> Extract to read
************
Be All That You Can Be

by Bruce Silver

Do you remember what office work was like 20 years ago? If you're too young or if time has scratched that old tape, gather round. First of all, you didn't have to be very high on the totem pole to have a secretary who did for you what you spend most of your own time doing today - typing, filing and copying. You'd write reports and memos in longhand and your secretary would type them for you, then retype them after you had proofread them. Then your secretary would make copies and mail them off.

There was no voice mail. If you didn't answer your phone, a receptionist would answer and write down the message on a little slip of paper. Imagine each of your voice mail messages written on a separate little slip of paper.

Instead of email, a guy pushing an interoffice mail cart would come around twice a day and hand you about a thousand manila envelopes, each holding some bit of vital information such as a notice about the upcoming company picnic. The same preponderance of junk mail as today, but each individually wrapped in paper and string. And if you needed to research a topic, your company had people called librarians. You'd ask a question and they'd actually find out all about it and send you reams of good information. Everybody went home at 5 o'clock, or out for a beer. Yeah, life was pretty good in those dark ages.

And then we got computers and voice mail, and by the end of the '80s, there were no more secretaries, no more receptionists. A little later we got networking, email and the Internet, and suddenly there were no more mail carts, no more librarians. And then we got Lotus Notes and workflow, and suddenly there were no more middle managers, or at least a lot fewer. Even though you weren't leaving the office until 7 p.m. or 8 p.m., your own job was starting to sound as archaic as the other aforementioned extinct species of office life.
************
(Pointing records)

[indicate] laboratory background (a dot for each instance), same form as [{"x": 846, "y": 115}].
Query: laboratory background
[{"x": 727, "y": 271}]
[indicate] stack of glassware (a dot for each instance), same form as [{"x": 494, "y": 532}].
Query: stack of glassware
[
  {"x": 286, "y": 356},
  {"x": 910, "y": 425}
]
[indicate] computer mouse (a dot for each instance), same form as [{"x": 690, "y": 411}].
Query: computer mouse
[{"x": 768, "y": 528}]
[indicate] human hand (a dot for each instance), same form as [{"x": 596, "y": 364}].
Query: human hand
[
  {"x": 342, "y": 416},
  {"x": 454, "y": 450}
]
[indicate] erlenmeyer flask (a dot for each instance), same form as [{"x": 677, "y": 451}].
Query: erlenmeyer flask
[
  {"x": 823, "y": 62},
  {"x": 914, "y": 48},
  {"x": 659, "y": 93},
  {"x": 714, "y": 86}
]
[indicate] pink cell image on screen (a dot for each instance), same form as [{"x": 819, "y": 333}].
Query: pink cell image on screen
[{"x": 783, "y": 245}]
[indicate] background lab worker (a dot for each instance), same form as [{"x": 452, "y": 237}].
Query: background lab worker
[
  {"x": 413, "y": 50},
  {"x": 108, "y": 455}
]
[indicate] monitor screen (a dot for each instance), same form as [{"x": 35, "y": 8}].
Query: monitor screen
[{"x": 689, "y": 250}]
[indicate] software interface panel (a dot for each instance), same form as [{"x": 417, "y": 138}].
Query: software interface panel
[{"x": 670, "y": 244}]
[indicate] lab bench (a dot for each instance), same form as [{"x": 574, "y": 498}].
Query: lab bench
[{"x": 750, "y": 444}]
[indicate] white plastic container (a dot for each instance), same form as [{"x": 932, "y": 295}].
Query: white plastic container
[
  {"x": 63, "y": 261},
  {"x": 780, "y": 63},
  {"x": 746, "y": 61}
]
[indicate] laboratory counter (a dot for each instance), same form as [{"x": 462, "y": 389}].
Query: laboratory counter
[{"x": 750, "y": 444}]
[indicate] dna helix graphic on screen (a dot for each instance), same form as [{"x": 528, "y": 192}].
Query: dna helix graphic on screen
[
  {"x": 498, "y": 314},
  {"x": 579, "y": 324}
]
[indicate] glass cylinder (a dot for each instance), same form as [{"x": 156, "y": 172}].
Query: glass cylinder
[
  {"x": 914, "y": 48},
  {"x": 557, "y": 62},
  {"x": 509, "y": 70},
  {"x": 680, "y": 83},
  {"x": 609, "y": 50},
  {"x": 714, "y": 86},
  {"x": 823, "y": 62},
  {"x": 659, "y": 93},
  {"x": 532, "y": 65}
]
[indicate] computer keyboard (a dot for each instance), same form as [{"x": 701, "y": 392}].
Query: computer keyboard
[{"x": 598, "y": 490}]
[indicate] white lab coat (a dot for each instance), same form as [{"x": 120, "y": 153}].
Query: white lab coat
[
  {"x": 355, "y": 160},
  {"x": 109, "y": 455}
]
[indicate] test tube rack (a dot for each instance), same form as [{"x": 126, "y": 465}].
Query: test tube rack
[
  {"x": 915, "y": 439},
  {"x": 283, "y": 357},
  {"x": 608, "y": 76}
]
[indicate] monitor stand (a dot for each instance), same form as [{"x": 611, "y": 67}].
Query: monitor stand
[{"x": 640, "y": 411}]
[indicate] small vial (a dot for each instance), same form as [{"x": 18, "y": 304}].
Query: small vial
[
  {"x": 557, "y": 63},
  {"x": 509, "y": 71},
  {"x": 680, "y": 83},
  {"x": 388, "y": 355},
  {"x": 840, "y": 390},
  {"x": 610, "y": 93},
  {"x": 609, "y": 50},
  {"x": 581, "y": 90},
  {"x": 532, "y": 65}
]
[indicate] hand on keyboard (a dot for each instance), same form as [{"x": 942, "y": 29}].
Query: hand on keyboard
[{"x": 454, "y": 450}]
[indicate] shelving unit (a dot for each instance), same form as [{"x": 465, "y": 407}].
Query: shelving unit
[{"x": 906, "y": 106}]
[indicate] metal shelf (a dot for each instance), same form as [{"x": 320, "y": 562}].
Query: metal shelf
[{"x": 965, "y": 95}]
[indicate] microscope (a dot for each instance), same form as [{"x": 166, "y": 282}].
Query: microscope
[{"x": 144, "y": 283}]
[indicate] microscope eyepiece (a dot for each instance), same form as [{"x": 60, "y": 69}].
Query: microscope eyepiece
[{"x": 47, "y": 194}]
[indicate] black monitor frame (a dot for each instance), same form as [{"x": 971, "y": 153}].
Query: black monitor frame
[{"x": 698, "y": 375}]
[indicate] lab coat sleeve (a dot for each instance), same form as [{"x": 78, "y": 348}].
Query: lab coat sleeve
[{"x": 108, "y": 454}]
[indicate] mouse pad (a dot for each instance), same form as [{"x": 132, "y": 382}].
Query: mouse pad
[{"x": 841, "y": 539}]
************
> Required work
From the essay on office work, copy the passage starting at "by Bruce Silver" and ending at "separate little slip of paper.".

> Exercise response
by Bruce Silver

Do you remember what office work was like 20 years ago? If you're too young or if time has scratched that old tape, gather round. First of all, you didn't have to be very high on the totem pole to have a secretary who did for you what you spend most of your own time doing today - typing, filing and copying. You'd write reports and memos in longhand and your secretary would type them for you, then retype them after you had proofread them. Then your secretary would make copies and mail them off.

There was no voice mail. If you didn't answer your phone, a receptionist would answer and write down the message on a little slip of paper. Imagine each of your voice mail messages written on a separate little slip of paper.